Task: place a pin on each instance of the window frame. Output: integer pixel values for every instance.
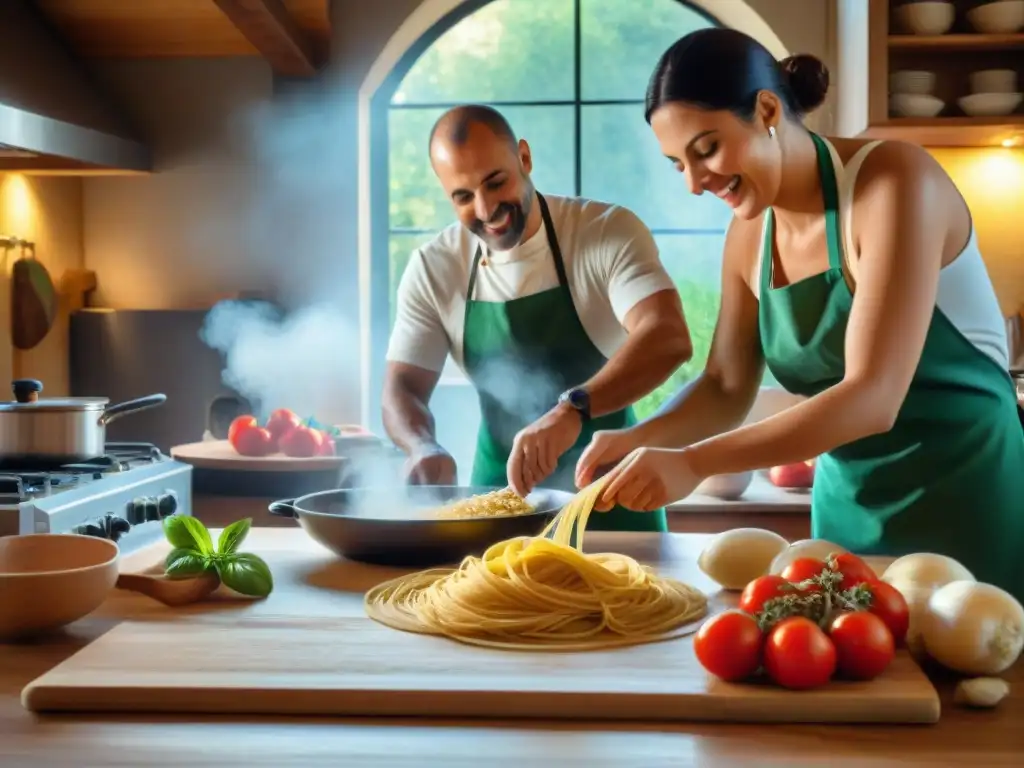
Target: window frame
(380, 229)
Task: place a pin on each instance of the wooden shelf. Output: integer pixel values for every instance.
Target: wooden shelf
(953, 131)
(956, 42)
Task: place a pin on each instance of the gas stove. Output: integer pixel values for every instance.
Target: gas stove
(122, 496)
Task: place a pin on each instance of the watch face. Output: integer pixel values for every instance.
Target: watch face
(579, 398)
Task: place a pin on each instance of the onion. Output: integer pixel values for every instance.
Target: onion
(977, 629)
(916, 603)
(734, 558)
(926, 570)
(819, 549)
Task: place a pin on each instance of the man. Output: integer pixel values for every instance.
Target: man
(557, 309)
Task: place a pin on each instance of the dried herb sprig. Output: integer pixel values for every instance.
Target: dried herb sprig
(818, 598)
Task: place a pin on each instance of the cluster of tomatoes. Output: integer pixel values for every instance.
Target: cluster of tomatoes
(283, 432)
(814, 621)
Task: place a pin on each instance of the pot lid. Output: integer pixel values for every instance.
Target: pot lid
(27, 398)
(56, 404)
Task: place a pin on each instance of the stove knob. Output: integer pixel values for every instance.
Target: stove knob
(167, 504)
(135, 511)
(89, 528)
(117, 526)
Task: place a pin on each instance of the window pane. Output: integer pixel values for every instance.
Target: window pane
(510, 50)
(622, 41)
(694, 262)
(622, 163)
(415, 196)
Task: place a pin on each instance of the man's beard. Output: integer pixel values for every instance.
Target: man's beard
(517, 214)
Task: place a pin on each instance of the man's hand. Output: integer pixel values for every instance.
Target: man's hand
(538, 448)
(430, 465)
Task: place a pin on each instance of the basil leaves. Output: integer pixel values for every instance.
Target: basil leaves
(195, 554)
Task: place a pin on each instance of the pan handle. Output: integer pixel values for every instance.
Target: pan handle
(284, 508)
(130, 407)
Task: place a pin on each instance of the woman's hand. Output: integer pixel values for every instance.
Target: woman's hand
(648, 479)
(606, 449)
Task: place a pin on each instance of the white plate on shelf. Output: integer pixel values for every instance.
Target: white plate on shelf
(990, 104)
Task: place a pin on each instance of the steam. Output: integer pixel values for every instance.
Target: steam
(518, 389)
(307, 361)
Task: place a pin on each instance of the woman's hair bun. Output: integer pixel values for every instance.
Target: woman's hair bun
(807, 78)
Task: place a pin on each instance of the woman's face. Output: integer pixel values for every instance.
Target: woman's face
(721, 154)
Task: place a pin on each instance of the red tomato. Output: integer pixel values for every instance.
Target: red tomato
(240, 423)
(729, 645)
(760, 591)
(854, 570)
(889, 604)
(253, 441)
(803, 568)
(281, 423)
(301, 441)
(798, 475)
(798, 654)
(863, 644)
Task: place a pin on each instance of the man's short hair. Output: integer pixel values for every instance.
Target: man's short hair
(454, 125)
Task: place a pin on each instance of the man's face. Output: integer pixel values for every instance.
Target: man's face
(487, 180)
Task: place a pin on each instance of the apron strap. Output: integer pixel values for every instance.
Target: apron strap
(829, 190)
(556, 252)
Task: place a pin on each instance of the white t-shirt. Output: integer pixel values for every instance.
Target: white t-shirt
(611, 263)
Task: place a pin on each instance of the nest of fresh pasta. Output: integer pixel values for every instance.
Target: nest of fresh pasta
(541, 593)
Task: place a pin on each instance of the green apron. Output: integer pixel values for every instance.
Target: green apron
(521, 355)
(948, 477)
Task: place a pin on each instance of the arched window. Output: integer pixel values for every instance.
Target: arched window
(570, 77)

● OBJECTIVE: Write out once more the lines above beginning at the line with "Task: place a pin on each instance of the white plate"; continue through the final line and stop there.

● FULL SOLUTION:
Task: place a pin on each instance of the white plate on shelf. Output: integer pixel values for every instance.
Target: white plate on shelf
(990, 104)
Task: place a pin on each instance of the steam. Output: integer pixel values for every instance.
Target: steam
(518, 389)
(307, 361)
Task: place a pin on each instance of the woman's hair bun. Output: integer pixel values for every instance.
Target: woman's hair bun
(807, 78)
Task: place a pin on each instance of the woman's face. Output: integer pixel values for every instance.
Target: woman's face
(721, 154)
Task: place a pin on each instance of the red tomato. Output: integer pixel values for every instance.
Target: red tomato
(240, 423)
(729, 645)
(760, 591)
(854, 570)
(889, 604)
(253, 441)
(803, 568)
(281, 423)
(301, 441)
(798, 475)
(798, 654)
(863, 644)
Task: place a pin on each instance of the man's short hair. Output: integer pixel values for every instance.
Target: man's short hair
(454, 125)
Task: place a pin on each instance of the man's face. Output: integer pixel values for every instance.
Target: man's face
(487, 180)
Task: place a pin on each instance of the apron strap. Output: integer pixel values for every instance.
Target: apron strap
(829, 190)
(556, 252)
Task: place a pin on each instance of the white t-shirt. Output: integer pixel values for every instance.
Target: white t-shirt
(611, 263)
Task: place a pin on each instance of the nest of fresh pasta. Output: integer pixel values for every instance.
Target: nest of fresh pasta
(541, 593)
Task: place a pin on each instance of the green apron. Output: integer pixel values for every instance.
Target: green apron
(521, 355)
(948, 477)
Task: place a pin on each instance of the arched window. Output: integer pixel values for every instance.
Target: arched window
(570, 77)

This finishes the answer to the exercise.